**WHAT IS BEING ASKED**
Pick out each line in the listing below that contains the word "wall" and copy those lines.

**DATA SHOWN**
# # # #

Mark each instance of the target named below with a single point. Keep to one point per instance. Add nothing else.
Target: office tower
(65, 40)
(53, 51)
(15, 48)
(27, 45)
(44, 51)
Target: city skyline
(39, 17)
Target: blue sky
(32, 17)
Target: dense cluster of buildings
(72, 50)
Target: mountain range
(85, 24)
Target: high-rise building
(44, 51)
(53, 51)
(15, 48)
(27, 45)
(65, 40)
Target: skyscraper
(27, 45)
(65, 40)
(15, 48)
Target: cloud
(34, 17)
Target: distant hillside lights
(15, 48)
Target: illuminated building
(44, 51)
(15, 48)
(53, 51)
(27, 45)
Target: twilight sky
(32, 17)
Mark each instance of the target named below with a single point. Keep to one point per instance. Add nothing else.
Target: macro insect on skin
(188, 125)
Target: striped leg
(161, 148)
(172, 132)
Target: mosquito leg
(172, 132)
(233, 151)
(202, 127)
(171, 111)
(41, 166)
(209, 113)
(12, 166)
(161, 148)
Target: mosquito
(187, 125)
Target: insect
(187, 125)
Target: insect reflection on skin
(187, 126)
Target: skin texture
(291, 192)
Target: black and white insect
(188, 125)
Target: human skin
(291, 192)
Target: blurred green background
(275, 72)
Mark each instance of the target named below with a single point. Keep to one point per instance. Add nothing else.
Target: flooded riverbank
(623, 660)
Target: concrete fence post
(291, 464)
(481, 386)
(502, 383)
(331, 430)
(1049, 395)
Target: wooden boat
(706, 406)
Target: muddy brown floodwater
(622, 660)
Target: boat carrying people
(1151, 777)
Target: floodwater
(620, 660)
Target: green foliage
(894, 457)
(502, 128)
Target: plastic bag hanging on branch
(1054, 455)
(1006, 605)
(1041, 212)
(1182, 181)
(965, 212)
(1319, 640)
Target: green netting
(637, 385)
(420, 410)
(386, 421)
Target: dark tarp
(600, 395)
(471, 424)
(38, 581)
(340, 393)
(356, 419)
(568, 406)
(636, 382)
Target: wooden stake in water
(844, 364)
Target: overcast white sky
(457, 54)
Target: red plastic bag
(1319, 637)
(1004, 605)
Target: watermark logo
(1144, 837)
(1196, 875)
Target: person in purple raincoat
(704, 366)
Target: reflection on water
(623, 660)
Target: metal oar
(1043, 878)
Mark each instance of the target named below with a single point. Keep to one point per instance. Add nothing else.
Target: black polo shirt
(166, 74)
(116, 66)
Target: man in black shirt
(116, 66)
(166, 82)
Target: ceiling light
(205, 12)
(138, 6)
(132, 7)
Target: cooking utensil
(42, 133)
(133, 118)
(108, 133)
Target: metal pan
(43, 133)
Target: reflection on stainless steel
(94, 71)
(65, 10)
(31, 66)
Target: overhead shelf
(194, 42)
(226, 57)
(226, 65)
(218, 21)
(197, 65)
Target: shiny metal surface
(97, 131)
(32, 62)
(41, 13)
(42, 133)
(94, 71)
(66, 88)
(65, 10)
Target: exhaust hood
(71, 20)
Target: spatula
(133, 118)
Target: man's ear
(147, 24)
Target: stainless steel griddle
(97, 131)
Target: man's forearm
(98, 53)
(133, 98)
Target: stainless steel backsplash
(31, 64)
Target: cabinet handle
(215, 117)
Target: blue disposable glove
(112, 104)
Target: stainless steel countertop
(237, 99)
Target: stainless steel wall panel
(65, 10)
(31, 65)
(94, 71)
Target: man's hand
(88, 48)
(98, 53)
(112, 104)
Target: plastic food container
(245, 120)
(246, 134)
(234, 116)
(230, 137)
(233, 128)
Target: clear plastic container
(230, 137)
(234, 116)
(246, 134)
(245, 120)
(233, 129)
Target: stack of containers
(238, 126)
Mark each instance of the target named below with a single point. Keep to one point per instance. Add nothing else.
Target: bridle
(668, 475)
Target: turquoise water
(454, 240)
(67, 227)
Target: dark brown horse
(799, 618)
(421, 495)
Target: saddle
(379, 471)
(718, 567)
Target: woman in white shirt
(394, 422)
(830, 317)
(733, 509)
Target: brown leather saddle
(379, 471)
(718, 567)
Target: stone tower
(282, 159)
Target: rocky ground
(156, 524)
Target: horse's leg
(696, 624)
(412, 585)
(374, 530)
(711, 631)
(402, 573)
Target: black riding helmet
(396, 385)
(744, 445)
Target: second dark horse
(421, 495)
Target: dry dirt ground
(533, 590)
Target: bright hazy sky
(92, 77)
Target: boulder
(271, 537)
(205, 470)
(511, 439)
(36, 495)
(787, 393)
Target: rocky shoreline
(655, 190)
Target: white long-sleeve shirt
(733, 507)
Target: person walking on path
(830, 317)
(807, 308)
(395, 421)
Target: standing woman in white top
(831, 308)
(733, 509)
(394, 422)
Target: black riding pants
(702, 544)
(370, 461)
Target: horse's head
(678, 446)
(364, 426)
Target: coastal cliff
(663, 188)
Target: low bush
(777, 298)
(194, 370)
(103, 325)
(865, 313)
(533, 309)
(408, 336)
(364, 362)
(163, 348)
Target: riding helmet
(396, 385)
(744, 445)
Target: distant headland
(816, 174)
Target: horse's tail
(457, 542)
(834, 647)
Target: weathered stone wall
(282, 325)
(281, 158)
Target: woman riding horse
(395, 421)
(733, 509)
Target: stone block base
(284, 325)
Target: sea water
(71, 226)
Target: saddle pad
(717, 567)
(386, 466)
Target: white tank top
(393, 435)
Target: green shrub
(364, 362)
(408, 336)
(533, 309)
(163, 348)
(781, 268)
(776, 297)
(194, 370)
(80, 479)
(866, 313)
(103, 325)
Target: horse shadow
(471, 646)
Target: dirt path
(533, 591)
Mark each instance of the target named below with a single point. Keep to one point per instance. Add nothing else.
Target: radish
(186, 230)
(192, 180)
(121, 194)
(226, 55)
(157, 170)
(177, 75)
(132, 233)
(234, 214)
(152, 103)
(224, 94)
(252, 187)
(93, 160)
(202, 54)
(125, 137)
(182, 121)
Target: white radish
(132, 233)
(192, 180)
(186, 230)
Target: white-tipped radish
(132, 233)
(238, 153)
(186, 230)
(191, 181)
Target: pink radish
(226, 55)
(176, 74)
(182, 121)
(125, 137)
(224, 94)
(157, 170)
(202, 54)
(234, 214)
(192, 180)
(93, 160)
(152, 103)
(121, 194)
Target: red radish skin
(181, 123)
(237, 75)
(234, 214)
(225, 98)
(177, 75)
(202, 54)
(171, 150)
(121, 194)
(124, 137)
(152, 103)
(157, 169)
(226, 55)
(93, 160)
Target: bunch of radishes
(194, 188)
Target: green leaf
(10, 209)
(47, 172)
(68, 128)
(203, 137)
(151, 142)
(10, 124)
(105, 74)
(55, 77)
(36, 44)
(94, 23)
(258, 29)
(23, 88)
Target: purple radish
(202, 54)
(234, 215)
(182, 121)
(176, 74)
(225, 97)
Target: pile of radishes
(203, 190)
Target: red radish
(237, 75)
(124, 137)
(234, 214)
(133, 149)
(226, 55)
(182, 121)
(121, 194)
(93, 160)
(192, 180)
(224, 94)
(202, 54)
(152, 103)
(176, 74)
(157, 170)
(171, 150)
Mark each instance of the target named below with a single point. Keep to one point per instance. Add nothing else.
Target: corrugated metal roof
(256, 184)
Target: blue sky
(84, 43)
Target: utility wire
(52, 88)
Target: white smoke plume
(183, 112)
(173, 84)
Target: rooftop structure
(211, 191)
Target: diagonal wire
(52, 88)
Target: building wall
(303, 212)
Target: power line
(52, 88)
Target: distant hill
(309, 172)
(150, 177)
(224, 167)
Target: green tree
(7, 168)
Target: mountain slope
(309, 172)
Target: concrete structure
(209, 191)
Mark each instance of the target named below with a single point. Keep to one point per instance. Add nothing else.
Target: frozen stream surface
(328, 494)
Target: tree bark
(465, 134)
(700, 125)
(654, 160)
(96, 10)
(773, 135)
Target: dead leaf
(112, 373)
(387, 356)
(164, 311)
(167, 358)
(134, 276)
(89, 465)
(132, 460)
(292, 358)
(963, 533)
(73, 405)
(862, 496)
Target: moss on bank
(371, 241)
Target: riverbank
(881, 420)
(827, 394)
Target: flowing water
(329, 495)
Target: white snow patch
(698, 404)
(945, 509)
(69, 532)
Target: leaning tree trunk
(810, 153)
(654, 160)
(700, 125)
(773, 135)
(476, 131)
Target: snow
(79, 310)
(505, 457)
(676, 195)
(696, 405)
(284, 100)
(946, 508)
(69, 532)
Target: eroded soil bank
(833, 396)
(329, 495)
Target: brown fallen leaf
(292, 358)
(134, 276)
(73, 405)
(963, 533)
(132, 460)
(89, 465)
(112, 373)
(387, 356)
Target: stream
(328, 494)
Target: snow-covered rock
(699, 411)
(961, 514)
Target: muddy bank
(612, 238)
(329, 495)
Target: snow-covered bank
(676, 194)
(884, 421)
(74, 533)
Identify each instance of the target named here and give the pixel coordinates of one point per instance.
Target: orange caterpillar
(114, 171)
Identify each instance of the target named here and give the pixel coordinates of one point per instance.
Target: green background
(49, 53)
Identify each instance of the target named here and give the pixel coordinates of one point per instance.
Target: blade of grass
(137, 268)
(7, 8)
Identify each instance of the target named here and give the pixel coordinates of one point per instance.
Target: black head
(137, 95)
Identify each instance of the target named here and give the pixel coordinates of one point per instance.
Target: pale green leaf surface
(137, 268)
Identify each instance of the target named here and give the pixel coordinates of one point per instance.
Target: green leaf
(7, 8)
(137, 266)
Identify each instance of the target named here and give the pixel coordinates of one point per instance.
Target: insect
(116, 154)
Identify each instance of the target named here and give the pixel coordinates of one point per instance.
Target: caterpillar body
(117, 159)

# # # #

**REPLY TO THE EXERCISE**
Target: stainless steel wall panel
Target: weathered stone wall
Target: building wall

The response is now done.